- _MATERIAL PROVIDED_

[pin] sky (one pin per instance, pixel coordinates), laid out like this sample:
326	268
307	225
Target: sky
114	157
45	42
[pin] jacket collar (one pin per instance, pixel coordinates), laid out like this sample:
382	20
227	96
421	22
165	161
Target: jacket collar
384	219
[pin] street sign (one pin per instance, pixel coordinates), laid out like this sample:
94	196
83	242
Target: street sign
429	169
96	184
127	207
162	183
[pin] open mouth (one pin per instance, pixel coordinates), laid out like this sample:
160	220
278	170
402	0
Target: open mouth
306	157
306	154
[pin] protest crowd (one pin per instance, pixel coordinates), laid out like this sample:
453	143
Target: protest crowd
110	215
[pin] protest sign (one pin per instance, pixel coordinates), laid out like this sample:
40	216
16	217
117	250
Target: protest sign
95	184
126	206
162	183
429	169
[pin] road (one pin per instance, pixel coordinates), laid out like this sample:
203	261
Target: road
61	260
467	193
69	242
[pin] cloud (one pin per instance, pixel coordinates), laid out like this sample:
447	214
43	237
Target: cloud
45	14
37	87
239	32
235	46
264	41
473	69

- _WHAT NEEDS TO BE DONE_
Only the lines from the one bearing "Target: sky" through the end of the entries above belong in the answer, each one exactly as given.

- _OUTPUT OF THE TASK_
Target: sky
114	157
45	42
[pin] jacket collar (one pin per instance, pixel coordinates), laid out like this sample:
382	20
227	96
421	22
165	161
Target: jacket collar
384	219
[pin] street sign (one pin per instance, pixel coordinates), laid out like this sample:
94	196
83	242
Target: street sign
429	169
96	184
127	207
162	183
[pin] open mouth (one pin per instance, pixel coordinates), laid out like this sample:
160	220
278	170
402	0
Target: open mouth
306	157
306	154
[pin] protest crowd (one pin per instance, pixel coordinates), laid out like this sample:
453	143
Target: protest crowd
110	215
[pin] protest sign (one pin per instance, pixel coordinates), laid out like this sample:
40	216
16	217
117	250
Target: protest sign
95	184
126	206
162	183
429	169
[pin] road (one pin per instance, pixel coordinates), laid out like this sample:
203	261
Target: road
61	260
467	193
69	242
[pin] cloud (one pin per instance, pixel coordinates), laid out like this sample:
447	214
43	237
Target: cloud
45	14
37	87
239	32
235	46
264	41
473	69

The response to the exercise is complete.